* _Coordinate annotation records_:
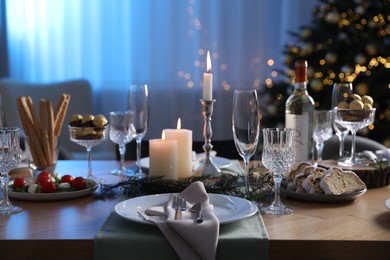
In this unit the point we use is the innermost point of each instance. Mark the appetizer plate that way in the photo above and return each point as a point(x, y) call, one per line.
point(220, 162)
point(53, 196)
point(322, 197)
point(226, 208)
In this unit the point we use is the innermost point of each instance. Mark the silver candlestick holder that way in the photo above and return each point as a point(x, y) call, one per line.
point(207, 166)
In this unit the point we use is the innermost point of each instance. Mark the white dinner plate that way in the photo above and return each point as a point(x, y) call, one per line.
point(220, 162)
point(226, 208)
point(387, 203)
point(53, 196)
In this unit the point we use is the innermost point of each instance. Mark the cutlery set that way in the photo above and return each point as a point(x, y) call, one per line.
point(180, 204)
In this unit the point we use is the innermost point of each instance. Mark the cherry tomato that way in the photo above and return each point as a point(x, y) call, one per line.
point(79, 183)
point(67, 178)
point(48, 187)
point(19, 182)
point(43, 177)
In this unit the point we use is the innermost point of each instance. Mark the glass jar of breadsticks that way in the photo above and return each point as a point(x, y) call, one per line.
point(42, 131)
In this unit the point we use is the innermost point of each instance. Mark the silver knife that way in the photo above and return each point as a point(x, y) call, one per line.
point(197, 209)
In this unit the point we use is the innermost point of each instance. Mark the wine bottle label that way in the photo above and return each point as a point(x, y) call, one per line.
point(301, 140)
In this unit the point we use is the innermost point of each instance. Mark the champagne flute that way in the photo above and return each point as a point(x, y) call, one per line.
point(278, 155)
point(139, 103)
point(353, 120)
point(89, 137)
point(246, 124)
point(121, 133)
point(322, 129)
point(341, 92)
point(10, 157)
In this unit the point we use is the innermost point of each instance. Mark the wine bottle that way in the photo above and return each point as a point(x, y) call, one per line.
point(299, 113)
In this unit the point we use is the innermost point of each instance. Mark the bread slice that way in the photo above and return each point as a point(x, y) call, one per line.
point(337, 182)
point(298, 169)
point(312, 183)
point(296, 177)
point(300, 178)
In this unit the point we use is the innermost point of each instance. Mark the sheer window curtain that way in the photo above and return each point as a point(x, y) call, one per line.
point(161, 43)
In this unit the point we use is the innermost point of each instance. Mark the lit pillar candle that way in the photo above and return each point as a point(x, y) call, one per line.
point(163, 158)
point(208, 81)
point(184, 149)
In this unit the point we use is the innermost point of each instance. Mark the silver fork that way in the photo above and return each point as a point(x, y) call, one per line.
point(179, 204)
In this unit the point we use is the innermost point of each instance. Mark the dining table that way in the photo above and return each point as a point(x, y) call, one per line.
point(67, 229)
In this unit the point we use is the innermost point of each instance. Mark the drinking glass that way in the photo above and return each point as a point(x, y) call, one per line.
point(139, 103)
point(122, 132)
point(353, 120)
point(278, 155)
point(10, 157)
point(322, 129)
point(89, 137)
point(246, 124)
point(341, 92)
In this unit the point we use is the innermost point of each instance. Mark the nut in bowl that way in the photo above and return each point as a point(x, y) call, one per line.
point(88, 131)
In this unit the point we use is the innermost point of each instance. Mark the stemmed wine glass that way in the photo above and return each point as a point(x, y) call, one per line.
point(341, 92)
point(139, 103)
point(121, 133)
point(89, 137)
point(353, 120)
point(246, 124)
point(10, 157)
point(322, 129)
point(278, 155)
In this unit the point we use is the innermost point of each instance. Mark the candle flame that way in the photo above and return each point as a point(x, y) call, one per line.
point(178, 127)
point(208, 62)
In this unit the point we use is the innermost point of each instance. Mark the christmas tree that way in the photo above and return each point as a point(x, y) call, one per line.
point(346, 41)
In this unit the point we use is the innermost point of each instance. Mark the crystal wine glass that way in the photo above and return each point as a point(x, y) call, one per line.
point(89, 137)
point(246, 124)
point(278, 155)
point(341, 92)
point(139, 103)
point(10, 157)
point(322, 129)
point(353, 120)
point(121, 133)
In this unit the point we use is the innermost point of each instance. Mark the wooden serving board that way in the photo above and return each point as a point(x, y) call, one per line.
point(373, 177)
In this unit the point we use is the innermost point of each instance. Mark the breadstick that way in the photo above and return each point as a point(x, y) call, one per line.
point(44, 131)
point(62, 107)
point(34, 117)
point(50, 127)
point(33, 142)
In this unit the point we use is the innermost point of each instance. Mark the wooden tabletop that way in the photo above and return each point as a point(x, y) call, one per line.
point(66, 229)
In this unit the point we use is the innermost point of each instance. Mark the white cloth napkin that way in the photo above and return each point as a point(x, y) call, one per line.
point(189, 239)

* _What to work on_:
Restate the listing above word for word, and skip the pictures.

* _Result for this exercise_:
In this unit the point we use is the innermost point of each instance. Mark the appetizer plate that way in the photo above and return each point as a point(x, y) call, one per line.
point(220, 162)
point(53, 196)
point(322, 197)
point(226, 208)
In this unit the point we use is the innermost point of each instance. Mark the silver candlestick holder that way in the photo above and return each point as a point(x, y) call, one per line.
point(207, 166)
In this unit the point we use is the innermost point of each instance. Mark the white dinner plate that way in the photo above and return each point as a point(x, y) call, one per line.
point(220, 162)
point(226, 208)
point(387, 203)
point(53, 196)
In this unit the point we use is the innermost point of each instance. Mark the cutlery set that way in the photo above and return each point as a point(x, y) call, one per line.
point(180, 204)
In this unit the point we use is the innermost point of each instance. Mark the cherry tomato that way in the photo above and return each point as a point(x, y) call, one per line.
point(79, 183)
point(67, 178)
point(48, 187)
point(19, 182)
point(43, 177)
In this unit the point we use is the innermost point of each instance. Mark the glass jar of breadsticks that way in the photo above and return each point as a point(x, y) call, one per line.
point(42, 131)
In this unit the point we use is the innermost point of each instance. Mark the silver knife that way in the photo above and return each point as a point(x, y) call, one per line.
point(197, 209)
In this unit the point we use is the innermost point of each instance. Mark the wine bottle label that way in the photo above and return each point as a point(x, y) call, one per line.
point(301, 140)
In this unit the point we use is the innermost point of each instance. Mark the champagne flute that way in the photo above and return each point as a point(x, y) call, one per line.
point(278, 155)
point(139, 103)
point(353, 120)
point(89, 137)
point(246, 124)
point(121, 133)
point(322, 129)
point(341, 92)
point(10, 157)
In this unit the point we use is the innermost point of each instance. Mark the wine bottle that way in the photo above and return each point as a point(x, y) call, one per line.
point(299, 113)
In this unit the point we use is the innermost point of each instance. Mark the bread slice that way in the photo above and return each point as a point(x, y) call, one per line.
point(337, 182)
point(298, 169)
point(312, 183)
point(296, 177)
point(300, 178)
In this unit the point we use is the innermost point of each instance. Mark the sheer window curtain that way in the photo above and return each point as a point(x, y) call, one per line.
point(161, 43)
In this unit the point we use is the innermost point of each instance. Mark the lit pillar candle that way in the photo above and return each point as a point(x, y) call, one per line.
point(163, 158)
point(208, 81)
point(184, 149)
In this unit the point we use is the innermost point of each instance. Mark the silver fork that way in the photo above and return each point as a point(x, y) call, one per line.
point(179, 204)
In this unit the point we use is the innermost point of each instance. Mark the dining table that way in the photo above and return each point as a point(x, y) call, one per line.
point(67, 229)
In this unit the point we use is the innermost point of each instance. Mark the drinking glass that way in the photo above and return each point as a point(x, y) call, one per line.
point(139, 103)
point(122, 132)
point(353, 120)
point(278, 155)
point(10, 157)
point(322, 129)
point(89, 137)
point(246, 124)
point(341, 92)
In this unit the point we use is the innermost point of each instance. Mark the nut in bowl that way in the photo above and return each point as a point(x, y) call, one per line.
point(88, 131)
In this unit the point we use is the innermost point of each instance. Mark the stemmed wine glass that way in the photo above and return each point as a point(x, y) call, one per line.
point(341, 92)
point(139, 103)
point(121, 133)
point(89, 137)
point(353, 120)
point(246, 124)
point(10, 157)
point(322, 129)
point(278, 155)
In this unit the point we use is the innermost point of each instance. Mark the candle flame that way in the photo above and return each point as a point(x, y) call, one per line.
point(178, 127)
point(208, 62)
In this unit the point we use is the innermost point of each instance. Mark the christmas tree that way in the photo above and return each point as a point(x, y) call, one per line.
point(346, 41)
In this unit the point we use is the innermost point of each instance. Mark the crystal wine glass that way in the photo above and return each point as a point(x, y) call, one per line.
point(89, 137)
point(246, 124)
point(278, 155)
point(341, 92)
point(139, 103)
point(10, 157)
point(322, 129)
point(353, 120)
point(121, 133)
In this unit the point we use is the innermost point of each instance. Mark the wooden serving board that way in the photo above and return each point as a point(x, y) call, one per line.
point(373, 177)
In this unit the point we use is the innermost point of each instance. Mark the breadstick that way in the photo above and return each point as a point(x, y) call, one per line.
point(44, 131)
point(62, 107)
point(34, 117)
point(50, 127)
point(33, 142)
In this unit the point we use is the innermost point of each instance. Mark the wooden tabletop that way in the photo above and return each point as a point(x, y) call, one per line.
point(66, 229)
In this unit the point we use is the innermost point of each instance. Mark the white cloth napkin that way in the photo above and return each point as a point(x, y) call, one per line.
point(189, 239)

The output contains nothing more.